Selected passage:
# # #

Up Next
We don’t yet know if Toto Wolff and Lewis Hamilton found time for that half-hour catch-up over a coffee that they’d mooted on Monday, or if either of them had a pen on them when they did so.
But regardless of whether a 2024 Mercedes Formula 1 contract has actually been signed by the seven-time F1 world champion, the prospect of Hamilton heading elsewhere now feels like it’s been conclusively dismissed for good.
It would always have been a shock, though the combination of the talk of a huge Ferrari offer, Hamilton’s discomfort with the car in early 2023 and Wolff’s admission that he’d understand Hamilton looking at alternatives (albeit only “in a year or two” if Mercedes continued to struggle) had edged it a little closer towards plausibility.
How we (the media, the neutrals) yearned for Hamilton to make a team switch at the apogee of Mercedes’ 2010s domination. Major driver line-up reshuffles are always good for fresh storylines, new intrigue and increased pre-season anticipation.
Winter 2009/10 was F1 journalism gold dust with Brawn morphing into Mercedes and luring Michael Schumacher back into F1, champion Jenson Button joining Hamilton at McLaren, Fernando Alonso beginning his pitch to be Ferrari’s next legend and so many more domino moves.
The thought that maybe Hamilton might fulfil his idol Ayrton Senna’s old dream of ending his F1 career at Ferrari purely for the romance of it always felt fanciful but tempting from a storyline point of view, especially in the sporadic periods in the second half of the 2010s when Ferrari took the fight to Mercedes. A driver swaparound that weakened Mercedes and boosted Ferrari would’ve been the accelerant the era’s F1 storyline needed to really ignite.
But not now. Now Hamilton staying put at Mercedes creates a much, much better storyline.

# # #

(Position identification records)

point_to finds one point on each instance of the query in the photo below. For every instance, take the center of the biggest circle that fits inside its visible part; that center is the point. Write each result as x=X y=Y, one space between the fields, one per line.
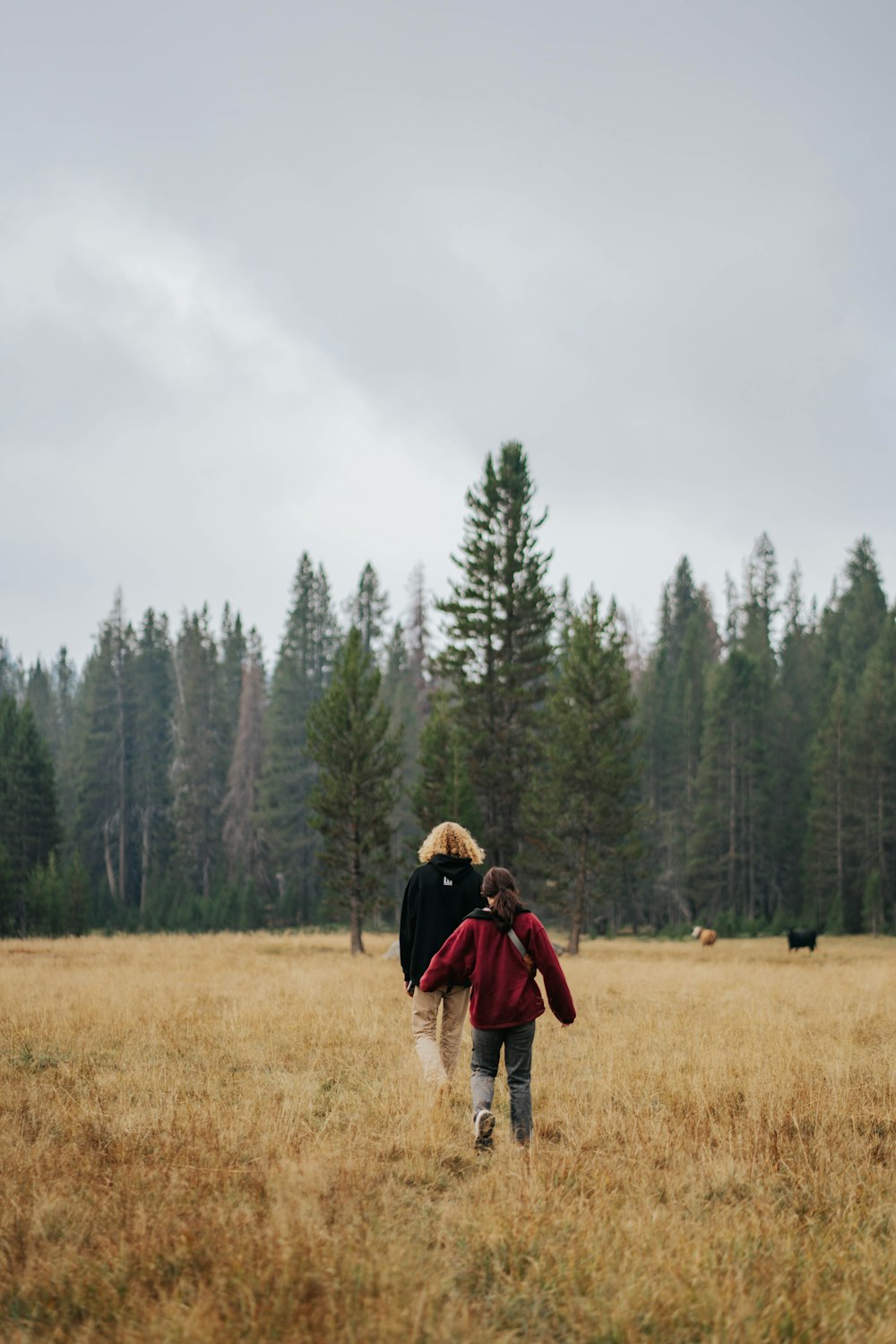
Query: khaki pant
x=438 y=1058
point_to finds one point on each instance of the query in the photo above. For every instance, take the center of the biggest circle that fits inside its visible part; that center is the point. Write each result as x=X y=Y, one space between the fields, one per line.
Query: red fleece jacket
x=503 y=992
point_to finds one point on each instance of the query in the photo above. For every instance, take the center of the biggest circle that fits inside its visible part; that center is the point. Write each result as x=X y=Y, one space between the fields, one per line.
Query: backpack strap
x=517 y=943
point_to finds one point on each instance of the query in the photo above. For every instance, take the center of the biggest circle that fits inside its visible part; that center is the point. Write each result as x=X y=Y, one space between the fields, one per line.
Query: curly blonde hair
x=450 y=838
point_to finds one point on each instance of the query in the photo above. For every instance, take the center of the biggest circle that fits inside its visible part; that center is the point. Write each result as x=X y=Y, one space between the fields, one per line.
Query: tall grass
x=226 y=1137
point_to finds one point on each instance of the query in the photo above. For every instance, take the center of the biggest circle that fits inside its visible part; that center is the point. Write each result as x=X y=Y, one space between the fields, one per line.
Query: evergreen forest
x=737 y=773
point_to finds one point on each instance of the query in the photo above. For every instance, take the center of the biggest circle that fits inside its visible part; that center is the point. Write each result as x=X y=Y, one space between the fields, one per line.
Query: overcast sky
x=277 y=277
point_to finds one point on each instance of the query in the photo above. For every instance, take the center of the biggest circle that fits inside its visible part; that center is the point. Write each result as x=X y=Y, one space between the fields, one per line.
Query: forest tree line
x=740 y=771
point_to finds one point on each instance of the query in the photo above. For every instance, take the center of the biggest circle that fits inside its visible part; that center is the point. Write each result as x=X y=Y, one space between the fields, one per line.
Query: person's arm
x=555 y=981
x=452 y=962
x=406 y=930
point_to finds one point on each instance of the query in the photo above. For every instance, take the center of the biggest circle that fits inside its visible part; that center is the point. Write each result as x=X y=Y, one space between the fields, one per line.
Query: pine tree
x=734 y=859
x=359 y=760
x=872 y=776
x=244 y=846
x=400 y=694
x=29 y=812
x=444 y=790
x=670 y=711
x=40 y=696
x=367 y=610
x=591 y=768
x=497 y=656
x=104 y=752
x=153 y=688
x=301 y=675
x=13 y=680
x=199 y=769
x=799 y=687
x=233 y=656
x=826 y=831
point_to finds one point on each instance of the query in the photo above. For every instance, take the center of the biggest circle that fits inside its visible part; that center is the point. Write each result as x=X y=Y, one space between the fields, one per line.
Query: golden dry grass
x=226 y=1137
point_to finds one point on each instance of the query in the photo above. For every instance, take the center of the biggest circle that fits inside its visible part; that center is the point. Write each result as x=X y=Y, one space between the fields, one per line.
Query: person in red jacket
x=505 y=1000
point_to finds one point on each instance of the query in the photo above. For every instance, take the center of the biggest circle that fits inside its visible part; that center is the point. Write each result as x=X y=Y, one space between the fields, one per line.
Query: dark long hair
x=501 y=884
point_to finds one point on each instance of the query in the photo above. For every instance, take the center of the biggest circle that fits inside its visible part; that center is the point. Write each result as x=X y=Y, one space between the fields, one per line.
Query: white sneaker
x=482 y=1126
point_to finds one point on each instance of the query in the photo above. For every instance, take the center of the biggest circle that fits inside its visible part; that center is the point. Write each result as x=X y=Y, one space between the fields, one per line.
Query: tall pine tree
x=359 y=758
x=301 y=674
x=497 y=624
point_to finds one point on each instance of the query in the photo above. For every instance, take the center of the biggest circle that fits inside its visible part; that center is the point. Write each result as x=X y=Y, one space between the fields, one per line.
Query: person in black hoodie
x=438 y=895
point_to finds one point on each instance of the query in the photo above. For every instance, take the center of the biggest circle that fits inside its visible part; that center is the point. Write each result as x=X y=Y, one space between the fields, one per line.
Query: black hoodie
x=438 y=895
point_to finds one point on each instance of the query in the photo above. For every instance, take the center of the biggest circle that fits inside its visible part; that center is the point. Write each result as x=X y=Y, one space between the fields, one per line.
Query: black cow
x=801 y=938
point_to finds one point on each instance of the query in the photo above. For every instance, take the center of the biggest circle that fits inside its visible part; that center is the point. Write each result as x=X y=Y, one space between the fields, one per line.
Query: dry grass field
x=226 y=1137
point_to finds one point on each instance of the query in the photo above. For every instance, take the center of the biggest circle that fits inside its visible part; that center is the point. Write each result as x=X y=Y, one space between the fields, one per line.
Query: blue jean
x=517 y=1061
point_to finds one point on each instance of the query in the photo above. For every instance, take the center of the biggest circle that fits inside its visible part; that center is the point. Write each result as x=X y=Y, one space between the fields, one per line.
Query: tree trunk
x=107 y=854
x=578 y=900
x=145 y=817
x=840 y=831
x=732 y=817
x=123 y=812
x=355 y=898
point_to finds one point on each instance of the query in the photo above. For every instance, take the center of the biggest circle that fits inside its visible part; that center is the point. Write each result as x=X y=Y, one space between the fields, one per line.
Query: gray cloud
x=280 y=279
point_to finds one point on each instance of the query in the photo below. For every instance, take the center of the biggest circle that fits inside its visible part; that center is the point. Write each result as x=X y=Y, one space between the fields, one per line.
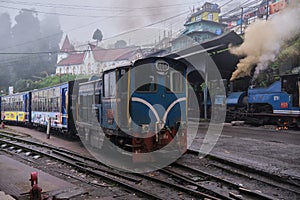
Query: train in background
x=277 y=104
x=151 y=108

# # #

Problems and tasks:
1) Decide whether each statement agrees with the article on Hamilton and Mercedes. Answer yes or no, quoting the words from the article that settle it.
(a) The article states that Hamilton has definitely signed a 2024 Mercedes contract.
(b) In winter 2009/10, Jenson Button joined Hamilton at McLaren.
(c) Wolff said he would understand Hamilton looking at other teams right away.
2) According to the article on Hamilton and Mercedes, who was Hamilton's idol?
3) Continue the article on Hamilton and Mercedes, starting right after its final sentence.
None of the items is needed for this work.

The replies:
1)
(a) No: "regardless of whether a 2024 Mercedes Formula 1 contract has actually been signed by the seven-time F1 world champion"
(b) Yes: "champion Jenson Button joining Hamilton at McLaren"
(c) No: "albeit only “in a year or two” if Mercedes continued to struggle"

2) Ayrton Senna

3)
Hamilton’s non-Mercedes options
Despite Wolff’s admission that he’d understand Hamilton being tempted away, the actually attractive and available options were limited.
Red Bull: Never likely given recent history between it and Hamilton/Mercedes, and with Max Verstappen installed for the long term.
Ferrari: There were coherent arguments to be made for this move, but Ferrari’s problem is not its driver line-up and anyone sensible in the team knows that. And anyone sensible outside Ferrari would be wary about driving for it until its trajectory becomes clear.
Aston Martin: A team becoming a very serious player and one with form for pouncing to sign past champions. But it’s full for the time being given Alonso’s ongoing contract and Lance Stroll’s job security via father Lawrence’s team co-ownership.
McLaren: Had McLaren stayed on the rising trend it established at the start of the 2020s, maybe a return to his first F1 home (under very different management) could’ve had some appeal to Hamilton. But McLaren’s stumbled far worse than Mercedes lately, and has an excellent young driver line-up anyway.
Audi: A major manufacturer arriving in F1 will always turn heads, but Audi’s debut is still nearly three years away and killing time at Sauber in the interim wouldn’t appeal to any driver wanting immediate success, especially one late in their career. Plus just being a big manufacturer that’s been successful elsewhere in motorsport is no guarantee of F1 competitiveness.
Alpine: Though it has its moments, this team is a long way from being a convincingly appealing alternative for a Mercedes driver right now given its fluctuating form and worrying recent parent-company interventions.
Hamilton switching to Ferrari would’ve changed little in the 2020s F1 narrative except neutralising him as a title threat. Though he’d bring experience and gravitas to Ferrari, he wouldn’t make that car go any faster than Charles Leclerc can. And if Mercedes is on course to fight for titles again, it’ll do so with George Russell if it can’t with Hamilton.
A resurgent Mercedes keeping Hamilton offers something unprecedented in modern F1. When a dominant force is toppled, the driver key to that dominance has usually moved on by the time that team rises again (see Red Bull returning to top form with Verstappen, not Sebastian Vettel) – if it ever does (see Williams). Schumacher and Ferrari swinging back at Alonso and Renault in 2006 is the closest thing to an exception.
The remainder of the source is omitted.